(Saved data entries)
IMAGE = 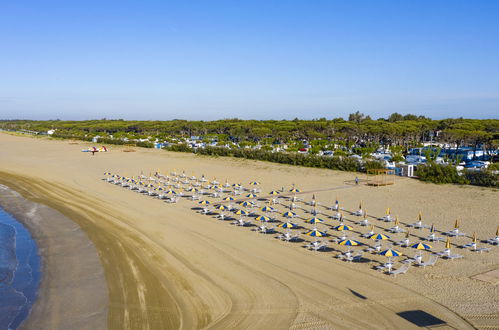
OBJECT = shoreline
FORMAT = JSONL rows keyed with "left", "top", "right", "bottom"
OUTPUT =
{"left": 0, "top": 181, "right": 108, "bottom": 329}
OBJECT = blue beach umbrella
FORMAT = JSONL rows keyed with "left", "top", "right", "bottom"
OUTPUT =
{"left": 278, "top": 222, "right": 298, "bottom": 229}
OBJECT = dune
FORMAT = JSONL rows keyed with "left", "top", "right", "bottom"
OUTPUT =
{"left": 0, "top": 132, "right": 497, "bottom": 329}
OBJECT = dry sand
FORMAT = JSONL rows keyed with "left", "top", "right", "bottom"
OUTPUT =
{"left": 0, "top": 133, "right": 497, "bottom": 329}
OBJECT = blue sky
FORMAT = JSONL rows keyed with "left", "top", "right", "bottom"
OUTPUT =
{"left": 1, "top": 0, "right": 498, "bottom": 120}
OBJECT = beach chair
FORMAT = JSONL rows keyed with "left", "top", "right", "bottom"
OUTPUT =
{"left": 361, "top": 230, "right": 375, "bottom": 238}
{"left": 352, "top": 252, "right": 364, "bottom": 262}
{"left": 357, "top": 218, "right": 370, "bottom": 226}
{"left": 426, "top": 233, "right": 443, "bottom": 242}
{"left": 486, "top": 237, "right": 499, "bottom": 245}
{"left": 331, "top": 212, "right": 342, "bottom": 220}
{"left": 388, "top": 264, "right": 410, "bottom": 276}
{"left": 396, "top": 239, "right": 411, "bottom": 247}
{"left": 277, "top": 232, "right": 300, "bottom": 242}
{"left": 444, "top": 228, "right": 466, "bottom": 237}
{"left": 364, "top": 243, "right": 382, "bottom": 254}
{"left": 306, "top": 241, "right": 328, "bottom": 252}
{"left": 233, "top": 219, "right": 250, "bottom": 227}
{"left": 376, "top": 262, "right": 393, "bottom": 271}
{"left": 417, "top": 255, "right": 439, "bottom": 268}
{"left": 381, "top": 215, "right": 394, "bottom": 222}
{"left": 258, "top": 225, "right": 276, "bottom": 234}
{"left": 472, "top": 247, "right": 491, "bottom": 253}
{"left": 436, "top": 249, "right": 463, "bottom": 259}
{"left": 388, "top": 225, "right": 404, "bottom": 233}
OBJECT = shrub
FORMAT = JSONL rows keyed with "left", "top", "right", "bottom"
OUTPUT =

What you should do -
What is needed is an exact copy of every entry, with the pictures removed.

Exercise response -
IMAGE = 
OBJECT = shoreline
FORMAT = JSONL rows keyed with "left", "top", "right", "bottom"
OUTPUT =
{"left": 0, "top": 181, "right": 108, "bottom": 329}
OBJECT = blue beach umbrella
FORMAT = JSONL rows keyed with "left", "top", "right", "bottom"
OUTPUT =
{"left": 278, "top": 222, "right": 298, "bottom": 229}
OBJECT = dune
FORMAT = JSONL rows keyed with "left", "top", "right", "bottom"
OUTPUT =
{"left": 0, "top": 132, "right": 497, "bottom": 329}
OBJECT = dry sand
FORMAT = JSONL rows keyed with "left", "top", "right", "bottom"
OUTPUT =
{"left": 0, "top": 133, "right": 497, "bottom": 329}
OBJECT = blue sky
FORMAT = JSONL rows keyed with "left", "top", "right", "bottom"
OUTPUT =
{"left": 1, "top": 0, "right": 498, "bottom": 120}
OBJECT = beach chair
FORMAT = JSONL rows keyed with "left", "top", "right", "bottom"
OUTPUT =
{"left": 361, "top": 230, "right": 375, "bottom": 238}
{"left": 352, "top": 252, "right": 364, "bottom": 262}
{"left": 357, "top": 218, "right": 370, "bottom": 226}
{"left": 426, "top": 233, "right": 443, "bottom": 242}
{"left": 486, "top": 237, "right": 499, "bottom": 245}
{"left": 331, "top": 212, "right": 342, "bottom": 220}
{"left": 388, "top": 264, "right": 410, "bottom": 276}
{"left": 396, "top": 239, "right": 411, "bottom": 247}
{"left": 277, "top": 232, "right": 300, "bottom": 242}
{"left": 444, "top": 228, "right": 466, "bottom": 237}
{"left": 364, "top": 243, "right": 382, "bottom": 254}
{"left": 306, "top": 241, "right": 328, "bottom": 252}
{"left": 233, "top": 219, "right": 250, "bottom": 227}
{"left": 376, "top": 262, "right": 393, "bottom": 271}
{"left": 417, "top": 255, "right": 439, "bottom": 268}
{"left": 381, "top": 215, "right": 394, "bottom": 222}
{"left": 258, "top": 225, "right": 276, "bottom": 234}
{"left": 472, "top": 247, "right": 491, "bottom": 253}
{"left": 436, "top": 249, "right": 463, "bottom": 259}
{"left": 388, "top": 225, "right": 404, "bottom": 233}
OBJECT = shrub
FORMAT = JSONL rows keyed with "left", "top", "right", "bottom"
OUTPUT =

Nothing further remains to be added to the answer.